■ **Task list**:
**a.** Repeat the passage of the Hex hatch essay starting with "I love the reservoir" and going on through "in central Mississippi.".
**b.** Answer these questions from the Hex hatch essay:
(i) On what date is the new moon expected?
(ii) In what region is the reservoir where the writer fishes?
(iii) Which anglers complain about the hatches?
**c.** Write the next part of the Hex hatch essay, picking up after its final sentence.

■ **Page excerpt**:
For a Bug on a Windshield We Wait…

May has arrived, the days have gotten warm and muggy, the moon is waning towards a new moon on the 11th. All of those things have my senses on high alert for the first Mayfly hatch at the reservoir. To most local fishermen, the hex hatch at the Rez is a puzzling mystery. I have heard bass fishermen complain about the hatches, aggravated because the fat and happy bass feeding on mayflies and numerous bluegills often reject their lures, but to fly fishermen, the big brown bugs just mean a fun day on the water.

I love the reservoir Hex hatch because it’s the only real fly fishing around here in Central Mississippi, in the traditional “match the hatch” sense that most folks think about when they think of fly fishing. I have fished a local mosquito hatch before with success, a midge hatch (Chironomids) and I’ve managed some ant hatches, but there is nothing quite like the mayfly hatch. Along with great fishing is the added value of the opportunity to observe and understand this incredible animal. The Hex hatch at the Rez is the best thing going for fly fishing in central Mississippi.

Bounding-box records:
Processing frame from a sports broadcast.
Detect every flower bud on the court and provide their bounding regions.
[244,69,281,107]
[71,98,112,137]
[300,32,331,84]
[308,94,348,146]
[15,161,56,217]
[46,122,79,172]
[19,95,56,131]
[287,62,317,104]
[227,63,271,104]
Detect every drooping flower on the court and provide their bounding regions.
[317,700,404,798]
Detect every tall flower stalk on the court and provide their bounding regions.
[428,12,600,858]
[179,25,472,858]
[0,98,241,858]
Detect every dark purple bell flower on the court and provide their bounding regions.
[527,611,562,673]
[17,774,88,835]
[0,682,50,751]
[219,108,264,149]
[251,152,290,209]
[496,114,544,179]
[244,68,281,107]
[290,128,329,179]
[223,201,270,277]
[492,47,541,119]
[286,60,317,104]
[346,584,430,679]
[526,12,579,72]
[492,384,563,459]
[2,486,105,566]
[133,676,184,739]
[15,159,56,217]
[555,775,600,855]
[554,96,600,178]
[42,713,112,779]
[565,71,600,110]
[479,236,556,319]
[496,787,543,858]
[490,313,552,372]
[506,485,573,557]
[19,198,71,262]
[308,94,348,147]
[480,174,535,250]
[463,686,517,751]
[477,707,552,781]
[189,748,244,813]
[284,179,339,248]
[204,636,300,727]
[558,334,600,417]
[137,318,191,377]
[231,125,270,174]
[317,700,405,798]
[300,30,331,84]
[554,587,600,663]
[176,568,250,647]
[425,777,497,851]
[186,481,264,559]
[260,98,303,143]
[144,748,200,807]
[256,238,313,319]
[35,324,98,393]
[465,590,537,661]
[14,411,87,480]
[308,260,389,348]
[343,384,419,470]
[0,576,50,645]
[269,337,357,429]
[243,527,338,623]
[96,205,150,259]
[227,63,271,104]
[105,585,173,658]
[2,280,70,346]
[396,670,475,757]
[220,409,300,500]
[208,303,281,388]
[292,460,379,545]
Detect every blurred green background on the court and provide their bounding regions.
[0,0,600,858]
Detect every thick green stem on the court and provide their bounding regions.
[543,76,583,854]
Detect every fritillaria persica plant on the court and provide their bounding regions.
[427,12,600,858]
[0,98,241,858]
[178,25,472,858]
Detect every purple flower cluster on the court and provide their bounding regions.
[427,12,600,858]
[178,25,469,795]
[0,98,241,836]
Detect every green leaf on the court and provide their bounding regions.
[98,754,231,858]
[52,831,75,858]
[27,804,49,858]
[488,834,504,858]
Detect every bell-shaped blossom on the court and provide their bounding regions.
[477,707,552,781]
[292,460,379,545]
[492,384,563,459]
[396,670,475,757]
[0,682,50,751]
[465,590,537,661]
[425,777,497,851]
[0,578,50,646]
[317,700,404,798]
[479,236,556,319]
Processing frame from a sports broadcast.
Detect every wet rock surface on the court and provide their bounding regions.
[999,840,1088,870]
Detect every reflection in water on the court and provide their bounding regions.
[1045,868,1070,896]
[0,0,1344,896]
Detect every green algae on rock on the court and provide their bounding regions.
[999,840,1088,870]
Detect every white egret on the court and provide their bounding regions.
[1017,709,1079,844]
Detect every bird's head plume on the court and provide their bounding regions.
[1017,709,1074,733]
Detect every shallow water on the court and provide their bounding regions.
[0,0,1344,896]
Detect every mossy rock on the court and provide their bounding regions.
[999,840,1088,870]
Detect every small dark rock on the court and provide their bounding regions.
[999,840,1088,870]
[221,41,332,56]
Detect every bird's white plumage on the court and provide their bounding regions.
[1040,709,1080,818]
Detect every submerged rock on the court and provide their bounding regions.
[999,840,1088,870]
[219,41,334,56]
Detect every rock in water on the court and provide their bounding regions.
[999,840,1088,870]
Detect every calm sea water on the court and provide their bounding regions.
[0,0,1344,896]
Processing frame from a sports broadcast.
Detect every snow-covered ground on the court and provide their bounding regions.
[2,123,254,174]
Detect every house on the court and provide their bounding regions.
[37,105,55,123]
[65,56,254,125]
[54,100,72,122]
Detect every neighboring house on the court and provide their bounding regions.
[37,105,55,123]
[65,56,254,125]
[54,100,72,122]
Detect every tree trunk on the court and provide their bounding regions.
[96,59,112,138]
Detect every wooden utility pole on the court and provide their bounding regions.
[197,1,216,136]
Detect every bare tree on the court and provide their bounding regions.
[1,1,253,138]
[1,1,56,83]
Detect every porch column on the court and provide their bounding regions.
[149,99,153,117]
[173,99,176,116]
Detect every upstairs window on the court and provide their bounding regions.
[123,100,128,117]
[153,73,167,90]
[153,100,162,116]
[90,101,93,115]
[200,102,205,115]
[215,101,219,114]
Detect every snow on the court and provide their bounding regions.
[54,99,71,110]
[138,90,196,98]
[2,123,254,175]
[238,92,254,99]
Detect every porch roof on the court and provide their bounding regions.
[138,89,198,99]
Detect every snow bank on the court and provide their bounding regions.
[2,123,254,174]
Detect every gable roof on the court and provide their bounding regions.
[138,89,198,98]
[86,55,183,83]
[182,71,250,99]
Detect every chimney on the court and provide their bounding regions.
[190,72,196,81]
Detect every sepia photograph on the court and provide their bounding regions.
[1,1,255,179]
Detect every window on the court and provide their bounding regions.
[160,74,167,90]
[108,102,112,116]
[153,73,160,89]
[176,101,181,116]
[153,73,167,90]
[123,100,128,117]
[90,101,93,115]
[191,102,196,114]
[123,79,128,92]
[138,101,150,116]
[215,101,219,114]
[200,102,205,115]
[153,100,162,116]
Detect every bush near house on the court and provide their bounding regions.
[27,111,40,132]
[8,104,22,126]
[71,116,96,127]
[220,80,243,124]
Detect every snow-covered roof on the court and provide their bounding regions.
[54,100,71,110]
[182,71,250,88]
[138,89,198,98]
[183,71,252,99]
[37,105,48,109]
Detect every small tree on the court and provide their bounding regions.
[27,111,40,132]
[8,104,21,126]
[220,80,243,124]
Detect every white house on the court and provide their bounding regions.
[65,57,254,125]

■ **Expected answers**:
**a.**
I love the reservoir Hex hatch because it’s the only real fly fishing around here in Central Mississippi, in the traditional “match the hatch” sense that most folks think about when they think of fly fishing. I have fished a local mosquito hatch before with success, a midge hatch (Chironomids) and I’ve managed some ant hatches, but there is nothing quite like the mayfly hatch. Along with great fishing is the added value of the opportunity to observe and understand this incredible animal. The Hex hatch at the Rez is the best thing going for fly fishing in central Mississippi.

**b.**
(i) The 11th
(ii) Central Mississippi
(iii) Bass fishermen

**c.**
After being initially introduced to the reservoir hatch by a fellow fly fisher and friend, (NC, to whom I am forever in debt), I’ve been trying to find out everything I can about the reservoir’s mayfly, the Hexagenia Bilineata. A lot of patterns work, the simplest is the white popper and it’s hard to beat. Due to some aggravating trips where the fish have either been selective or simply hard to hook, I have wanted to come up with the ultimate Hex pattern for the Rez. Here’s the problem, as I see it: The bream have small mouths, they don’t gulp the fly like I have seen trout in numerous videos. The bream smack it hard in a lightning fast strike and in many cases when they hit, they just don’t hook up. One reason the white popper works so well in hooking up the bream is that the popper has enough weight that when the line is stripped in tiny strips, the line will be tight when the bream hits it with their lightning fast strike. The tight line will almost set the hook by itself if the fly fisher is holding it tight against the grip to keep if from slipping. The bream prefer cripples to dead spinners and the stripped popper gets that attention so any optimum pattern needs to sit in the water with enough weight to allow the fly line to come tight, just for an instant, and to look like a cripple. Tiny fast strips basically keep the line tight enough to help with the hookset. I use an articulated abdomen on my “Hex-a-flex” pattern so that the abdomen is at an angle to the fly, not just straight, to look more like a cripple.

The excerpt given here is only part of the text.